* Instruções:
a – De acordo com o texto fornecido, a que se deve a situação em que a disputa pelo poder no Brasil volta a ter intensidade crescente?
b – Copie, por favor, o trecho do texto fornecido que vai de "Faca no pescoço: Lula" até "torno do assunto.".

* Texto fornecido:

Faca no pescoço: Lula será a próxima vítima?

Certas lideranças de esquerda deveriam revisitar a história para ver o que está por trás da manipulação do “mensalão” e das acusações contra o senador Renan Calheiros (PMBD-AL). Na verdade, o país assiste a mais um round da luta entre doi

Muita gente inocente está pagando um alto preço pelo uso que alguns petistas fizeram do esquema de corrupção criado pelos tucanos para financiar campanhas eleitorais. Isso se deve à inobservância por algumas lideranças de esquerda do que se pode chamar de pilares da nação brasileira. A cobertura do julgamento parcial — nos dois sentidos do termo — do “mensalão” pelo Superior Tribunal Federal (STF), no entanto, oferece mais uma oportunidade para se entender o que isso quer dizer na prática. O primeiro efeito é a contaminação do “caso Renan Calheiros” pela pirotecnia da mídia em torno do assunto.


 


Não há dúvida de que a “grande imprensa” agora põe a faca no pescoço do presidente do Senado para tentar conduzi-lo imobilizado ao matadouro. É uma tentativa de fazer uma ponte entre os dois casos e criar o chamado efeito dominó, até a faca chegar ao pescoço do presidente da República, Luis Inácio Lula da Silva. Tradução simples e direita: para desgosto dos amantes da tranqüilidade, a disputa pelo poder no Brasil volta a ter intensidade crescente. O responsável por esta situação é o leve balanço na estrutura social brasileira provocado pelas ações sociais do governo Lula.


 


Véu das relações sociais obsoletas


 


Vivemos numa realidade tão complexa que a construção de uma simples rede de esgoto em alguma periferia ou de uma estrada asfaltada que rasga os sertões rompe ao mesmo tempo o véu das relações sociais obsoletas que temos no Brasil. E olha que são medidas meia-sola, que nem de longe ameaçam o satus quo. O problema é que o governo Lula se propõe a ir além e com essas pequenas ações sociais pode granjear apoio popular para temas como política externa independente, desenvolvimento econômico, planejamento, papel do Estado e integração progressista da América Latina — assuntos que pouco a pouco ganham espaços no panorama político e no debate ideológico.

* Linhas fornecidas:

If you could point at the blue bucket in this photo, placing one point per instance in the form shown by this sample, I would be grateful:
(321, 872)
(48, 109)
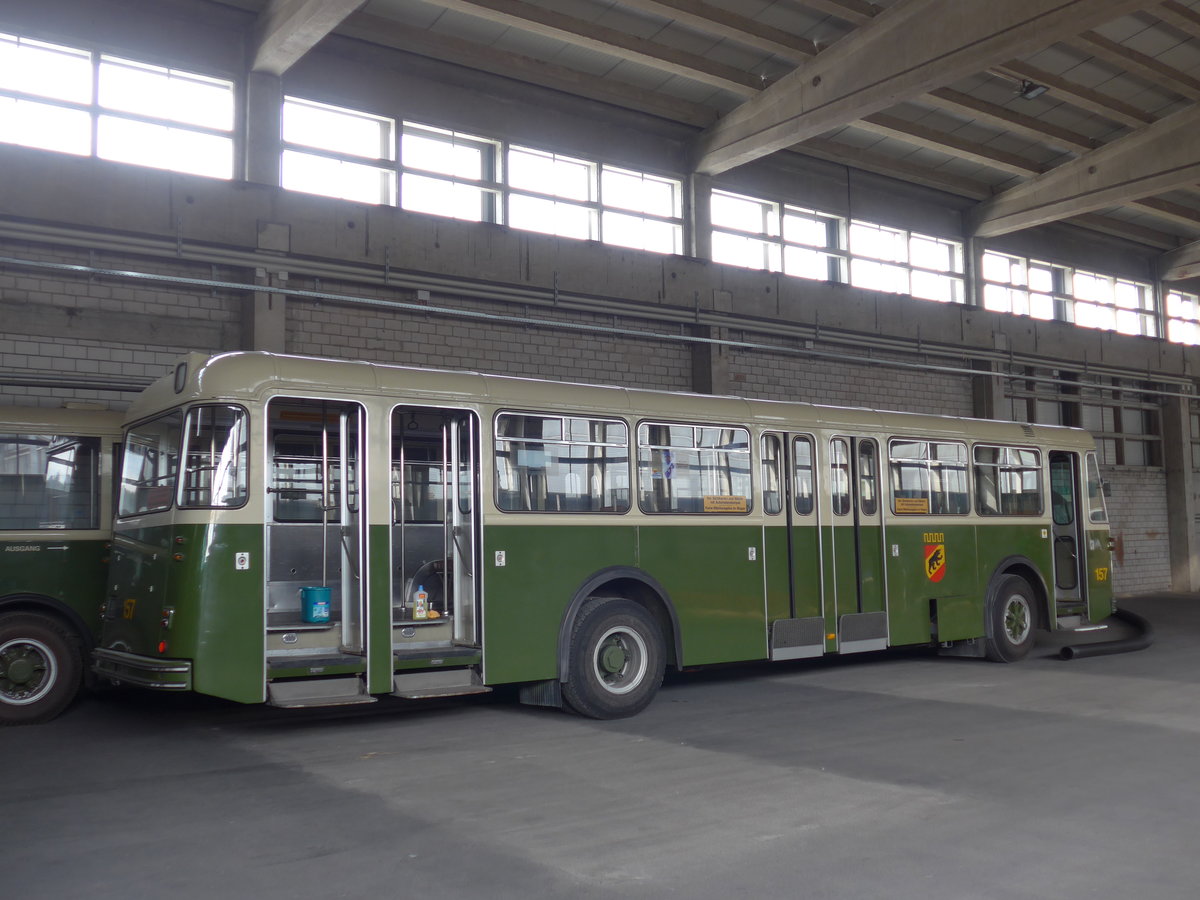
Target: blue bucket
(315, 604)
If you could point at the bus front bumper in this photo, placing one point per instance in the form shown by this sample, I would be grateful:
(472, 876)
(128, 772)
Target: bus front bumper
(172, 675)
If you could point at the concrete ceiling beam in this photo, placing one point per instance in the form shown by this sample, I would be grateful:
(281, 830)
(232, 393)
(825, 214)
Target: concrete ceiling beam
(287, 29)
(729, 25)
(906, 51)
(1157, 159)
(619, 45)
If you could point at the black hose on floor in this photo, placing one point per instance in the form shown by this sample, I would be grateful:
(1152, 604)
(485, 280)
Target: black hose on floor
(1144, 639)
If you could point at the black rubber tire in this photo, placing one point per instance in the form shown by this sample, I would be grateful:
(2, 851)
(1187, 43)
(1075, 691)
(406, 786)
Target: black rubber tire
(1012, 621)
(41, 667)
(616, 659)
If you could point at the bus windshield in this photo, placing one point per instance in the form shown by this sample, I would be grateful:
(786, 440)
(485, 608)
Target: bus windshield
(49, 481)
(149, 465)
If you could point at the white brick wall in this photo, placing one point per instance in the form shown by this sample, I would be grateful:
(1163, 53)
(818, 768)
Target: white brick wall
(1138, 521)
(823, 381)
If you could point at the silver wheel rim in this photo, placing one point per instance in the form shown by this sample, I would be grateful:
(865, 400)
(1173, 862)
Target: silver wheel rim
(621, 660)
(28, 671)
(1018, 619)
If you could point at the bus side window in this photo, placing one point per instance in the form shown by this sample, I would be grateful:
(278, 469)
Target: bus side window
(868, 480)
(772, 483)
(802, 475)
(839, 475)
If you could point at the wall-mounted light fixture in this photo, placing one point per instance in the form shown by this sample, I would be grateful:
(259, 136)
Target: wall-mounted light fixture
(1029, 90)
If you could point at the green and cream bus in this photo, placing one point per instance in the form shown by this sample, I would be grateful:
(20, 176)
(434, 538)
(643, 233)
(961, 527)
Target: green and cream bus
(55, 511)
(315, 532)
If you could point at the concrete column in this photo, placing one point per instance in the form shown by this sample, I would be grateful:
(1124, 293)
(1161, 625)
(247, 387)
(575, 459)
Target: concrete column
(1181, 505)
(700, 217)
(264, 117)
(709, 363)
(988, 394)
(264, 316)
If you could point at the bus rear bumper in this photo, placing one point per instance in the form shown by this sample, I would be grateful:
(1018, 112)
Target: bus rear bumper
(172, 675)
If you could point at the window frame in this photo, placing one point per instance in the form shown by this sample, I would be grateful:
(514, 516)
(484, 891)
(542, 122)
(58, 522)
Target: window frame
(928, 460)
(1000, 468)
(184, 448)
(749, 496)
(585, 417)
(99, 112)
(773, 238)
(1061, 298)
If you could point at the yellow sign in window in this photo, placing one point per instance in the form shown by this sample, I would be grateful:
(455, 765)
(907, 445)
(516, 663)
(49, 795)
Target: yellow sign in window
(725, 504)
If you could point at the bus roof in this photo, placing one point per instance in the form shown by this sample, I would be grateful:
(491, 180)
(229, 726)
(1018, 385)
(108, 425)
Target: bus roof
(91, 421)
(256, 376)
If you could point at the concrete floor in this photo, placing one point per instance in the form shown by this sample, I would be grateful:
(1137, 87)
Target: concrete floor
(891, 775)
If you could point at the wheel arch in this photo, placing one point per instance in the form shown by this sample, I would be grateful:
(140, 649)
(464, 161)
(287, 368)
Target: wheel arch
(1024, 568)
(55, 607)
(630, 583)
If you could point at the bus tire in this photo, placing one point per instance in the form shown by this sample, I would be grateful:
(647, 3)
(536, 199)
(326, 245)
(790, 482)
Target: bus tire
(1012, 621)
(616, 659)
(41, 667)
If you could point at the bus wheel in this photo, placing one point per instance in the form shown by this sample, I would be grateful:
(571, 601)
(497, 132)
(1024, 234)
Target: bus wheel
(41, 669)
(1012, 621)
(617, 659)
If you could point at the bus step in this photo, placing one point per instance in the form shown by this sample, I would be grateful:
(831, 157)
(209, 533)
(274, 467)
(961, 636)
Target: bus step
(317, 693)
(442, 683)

* Soluções por tarefa:
a – Ao leve balanço na estrutura social brasileira provocado pelas ações sociais do governo Lula.

b –
Faca no pescoço: Lula será a próxima vítima?

Certas lideranças de esquerda deveriam revisitar a história para ver o que está por trás da manipulação do “mensalão” e das acusações contra o senador Renan Calheiros (PMBD-AL). Na verdade, o país assiste a mais um round da luta entre doi

Muita gente inocente está pagando um alto preço pelo uso que alguns petistas fizeram do esquema de corrupção criado pelos tucanos para financiar campanhas eleitorais. Isso se deve à inobservância por algumas lideranças de esquerda do que se pode chamar de pilares da nação brasileira. A cobertura do julgamento parcial — nos dois sentidos do termo — do “mensalão” pelo Superior Tribunal Federal (STF), no entanto, oferece mais uma oportunidade para se entender o que isso quer dizer na prática. O primeiro efeito é a contaminação do “caso Renan Calheiros” pela pirotecnia da mídia em torno do assunto.